■ Exercise directions: Repeat, exactly and in full, the lines of the listing below, but without any pictures.

■ Information supplied:
•••••

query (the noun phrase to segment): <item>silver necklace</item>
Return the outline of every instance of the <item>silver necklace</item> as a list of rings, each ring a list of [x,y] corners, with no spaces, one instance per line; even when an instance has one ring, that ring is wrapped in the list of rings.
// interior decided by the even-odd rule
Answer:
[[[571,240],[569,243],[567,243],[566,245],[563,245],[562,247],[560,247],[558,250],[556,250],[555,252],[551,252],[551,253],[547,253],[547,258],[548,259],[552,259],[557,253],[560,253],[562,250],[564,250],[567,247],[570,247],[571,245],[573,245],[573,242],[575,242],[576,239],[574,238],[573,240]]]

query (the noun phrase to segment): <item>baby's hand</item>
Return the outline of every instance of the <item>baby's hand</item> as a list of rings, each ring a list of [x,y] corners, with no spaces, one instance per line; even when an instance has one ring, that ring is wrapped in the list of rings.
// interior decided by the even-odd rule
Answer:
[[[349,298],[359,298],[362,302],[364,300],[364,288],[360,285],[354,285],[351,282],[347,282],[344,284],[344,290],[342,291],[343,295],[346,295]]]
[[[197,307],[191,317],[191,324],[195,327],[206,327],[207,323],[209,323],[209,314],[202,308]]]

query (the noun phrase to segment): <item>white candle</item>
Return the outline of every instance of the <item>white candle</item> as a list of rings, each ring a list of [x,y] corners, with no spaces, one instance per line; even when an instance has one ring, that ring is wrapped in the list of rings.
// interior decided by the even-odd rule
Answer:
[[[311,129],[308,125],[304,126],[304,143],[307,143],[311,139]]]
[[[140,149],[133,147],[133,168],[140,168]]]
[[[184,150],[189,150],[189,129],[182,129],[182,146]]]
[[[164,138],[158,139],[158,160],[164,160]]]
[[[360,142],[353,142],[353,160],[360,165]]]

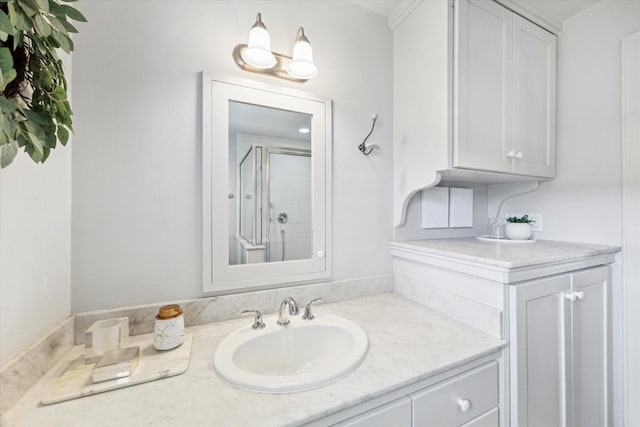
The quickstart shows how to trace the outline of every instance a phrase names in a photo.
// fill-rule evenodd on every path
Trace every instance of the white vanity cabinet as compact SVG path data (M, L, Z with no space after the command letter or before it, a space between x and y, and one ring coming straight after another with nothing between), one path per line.
M346 420L325 425L499 427L498 378L498 362L492 360L453 377L435 380L435 383L427 380L399 390L395 394L401 394L400 398L372 409L352 408L344 414L348 417ZM389 395L389 398L392 396Z
M496 337L502 425L612 425L615 246L393 242L394 290ZM437 423L436 423L437 424Z
M607 426L610 269L509 288L512 424Z
M413 2L394 30L394 222L443 180L555 175L556 36L492 0Z

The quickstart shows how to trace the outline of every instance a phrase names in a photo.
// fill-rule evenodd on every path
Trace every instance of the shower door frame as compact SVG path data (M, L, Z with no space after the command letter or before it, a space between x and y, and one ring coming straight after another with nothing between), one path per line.
M269 235L271 233L271 210L270 210L270 202L271 202L271 166L270 166L270 154L286 154L290 156L301 156L301 157L309 157L311 158L311 150L303 149L303 148L281 148L281 147L262 147L262 184L265 190L265 197L262 197L262 214L260 217L262 218L262 242L265 247L265 259L266 262L283 262L282 261L270 261L271 260L271 240L269 239ZM254 155L255 156L255 155ZM255 172L255 171L254 171ZM311 171L309 171L311 173ZM256 178L254 177L254 182ZM313 197L309 201L311 203L311 213L313 215ZM267 213L264 215L264 213ZM311 219L311 223L313 223L313 218ZM313 242L313 236L311 237ZM309 258L311 258L313 254L309 254Z

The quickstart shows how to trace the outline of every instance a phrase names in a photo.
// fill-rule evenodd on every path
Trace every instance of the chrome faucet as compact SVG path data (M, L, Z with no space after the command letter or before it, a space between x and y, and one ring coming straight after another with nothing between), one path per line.
M278 311L278 325L288 325L291 321L289 315L297 316L300 314L298 309L298 303L291 297L286 297L280 304L280 311Z

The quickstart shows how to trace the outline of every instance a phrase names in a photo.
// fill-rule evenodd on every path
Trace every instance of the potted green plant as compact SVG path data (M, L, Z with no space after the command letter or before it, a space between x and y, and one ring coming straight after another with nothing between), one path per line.
M73 131L67 80L57 50L73 50L74 0L0 0L0 167L23 148L44 162Z
M531 224L534 223L533 218L529 218L529 215L521 217L510 216L507 218L507 226L504 229L504 233L509 240L529 240L533 234Z

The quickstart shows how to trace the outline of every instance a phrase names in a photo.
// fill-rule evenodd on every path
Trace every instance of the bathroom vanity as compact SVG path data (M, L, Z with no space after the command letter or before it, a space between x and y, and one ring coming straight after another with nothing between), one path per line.
M394 242L394 289L509 341L501 425L612 425L615 246Z
M227 320L187 328L193 344L183 375L40 405L84 351L77 345L2 415L2 425L611 424L608 264L619 248L475 239L391 247L394 293L315 308L368 336L363 362L334 383L288 394L225 384L214 353L252 322ZM273 322L265 316L266 328Z
M481 415L495 417L495 360L506 345L504 340L394 293L319 305L314 310L317 315L350 319L369 338L362 364L335 383L306 392L261 394L221 382L212 367L213 355L225 336L251 324L251 318L242 318L187 328L193 344L189 369L183 375L41 406L55 379L84 350L75 346L2 415L2 425L68 427L95 420L107 426L371 426L391 417L395 425L408 427L412 411L414 419L455 419L451 425ZM266 328L273 327L267 317L265 322ZM459 393L461 402L456 399L441 406L441 399L452 392Z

•••••

■ Answer section:
query (the noun phrase to segment): <item>silver necklace</item>
Return the outline of every instance of the <item>silver necklace</item> as a list of rings, each ring a list of [x,y] corners, with no spaces, one instance per line; even when an instance has one ring, that ring is wrapped in the list of rings.
// interior decided by the even-odd rule
Answer:
[[[571,240],[569,243],[567,243],[566,245],[563,245],[562,247],[560,247],[558,250],[556,250],[555,252],[551,252],[551,253],[547,253],[547,258],[548,259],[552,259],[557,253],[560,253],[562,250],[564,250],[567,247],[570,247],[571,245],[573,245],[573,242],[575,242],[576,239],[574,238],[573,240]]]

query (the noun phrase to segment): <item>baby's hand</item>
Return the outline of every instance of the <item>baby's hand</item> as a list of rings, each ring a list of [x,y] corners, with no spaces, one instance per line; even when an instance has one ring, that ring is wrapped in the list of rings.
// interior decided by the even-odd rule
Answer:
[[[349,298],[359,298],[362,302],[364,300],[364,288],[360,285],[354,285],[351,282],[347,282],[344,284],[344,290],[342,291],[343,295],[346,295]]]
[[[197,307],[191,317],[191,324],[195,327],[206,327],[207,323],[209,323],[209,314],[202,308]]]

query (the noun phrase to segment): <item>white candle</item>
Return the outline of every instance of the <item>white candle</item> as a list of rings, each ring a list of [x,y] corners, with no spaces, one instance per line; even when an instance has one ring, that ring is wrapped in the list of rings.
// interior decided by the even-odd rule
Answer:
[[[311,129],[308,125],[304,126],[304,143],[307,143],[311,139]]]
[[[140,149],[133,147],[133,168],[140,168]]]
[[[184,150],[189,150],[189,129],[182,129],[182,146]]]
[[[164,138],[158,139],[158,160],[164,160]]]
[[[360,142],[353,142],[353,160],[360,165]]]

The quickstart shows how to trace the outline of every instance a phrase names in a photo.
// fill-rule evenodd on every path
Trace every instance of the white vanity cabinet as compact SVG path data (M, L, Z with no space after the command letter or before it, a space between x and y, and one ring coming straight after another with nothing between), one path per line.
M346 420L325 425L499 427L498 378L498 362L492 360L453 377L435 380L435 383L427 380L399 390L395 394L401 394L400 398L372 409L352 408L344 414L348 417ZM389 395L389 398L392 396Z
M496 337L502 425L612 425L615 246L393 242L394 290ZM437 423L436 423L437 424Z
M607 426L610 269L509 288L512 424Z
M413 2L394 30L394 222L443 180L555 175L556 36L492 0Z

The quickstart shows how to trace the outline of every instance a phrase names in a photo.
// fill-rule evenodd on every path
Trace every instance of the shower door frame as compact SVG path data (M, L, Z with no space after the command letter or before it, a space between x and y, and one ring coming straight after another with nothing between), one path per line.
M269 235L271 233L271 210L270 210L270 202L271 202L271 166L270 166L270 154L286 154L290 156L301 156L301 157L309 157L311 158L311 150L303 149L303 148L281 148L281 147L262 147L262 184L265 190L265 197L262 197L262 214L260 217L262 218L262 242L265 247L265 259L266 262L283 262L282 261L270 261L271 260L271 240L269 239ZM254 155L255 156L255 155ZM255 172L255 171L254 171ZM311 171L309 171L311 173ZM256 178L254 177L254 182ZM313 197L309 201L311 203L311 213L313 215ZM267 213L264 215L264 213ZM311 219L311 223L313 223L313 218ZM313 242L313 236L311 237ZM309 258L311 258L313 254L309 254Z

The quickstart shows how to trace the outline of every instance a phrase names in a photo.
// fill-rule evenodd on every path
Trace every instance of the chrome faucet as compact SVG path data (M, L, Z with no space after the command letter or before it, a space between x and y, and one ring coming straight after another with nothing between), one path per line.
M278 311L278 325L288 325L291 321L289 315L297 316L300 314L298 309L298 303L291 297L286 297L280 304L280 311Z

The quickstart shows how to trace the outline of every instance a phrase names in a photo.
// fill-rule evenodd on every path
Trace every instance of the potted green plant as compact SVG path data (M, L, Z with no space after the command letter or before it, a space between x and y, and one ring coming straight after another with nothing between), one path per line.
M73 131L67 80L57 50L73 50L74 0L0 0L0 167L23 148L44 162Z
M531 224L534 223L533 218L529 218L529 215L521 217L510 216L507 218L507 226L504 229L504 233L509 240L529 240L533 234Z

The quickstart shows how to trace the outline of every instance a phrase names in a photo.
// fill-rule evenodd on every path
Trace every instance of the bathroom vanity as compact SVG path data (M, L, Z with no space after the command letter or before it, a space between x and y, and one ring coming straight after another with nothing between), one path per line.
M394 242L394 289L509 341L501 425L612 425L615 246Z
M227 320L187 328L193 344L183 375L40 405L84 351L77 345L2 415L2 425L611 424L608 264L619 248L475 239L391 247L394 293L315 308L368 336L363 362L334 383L288 394L225 384L214 353L252 322ZM273 322L265 316L266 328Z
M481 415L495 417L495 360L506 345L504 340L394 293L319 305L314 310L317 315L350 319L369 338L362 364L335 383L306 392L261 394L221 382L212 367L213 355L225 336L251 324L251 318L242 318L187 328L193 344L189 369L183 375L41 406L55 379L84 350L75 346L2 415L2 425L68 427L95 420L107 426L371 426L391 417L395 425L408 427L412 411L414 419L455 419L451 425ZM266 328L273 327L267 317L265 322ZM459 393L461 402L456 399L441 406L441 399L452 392Z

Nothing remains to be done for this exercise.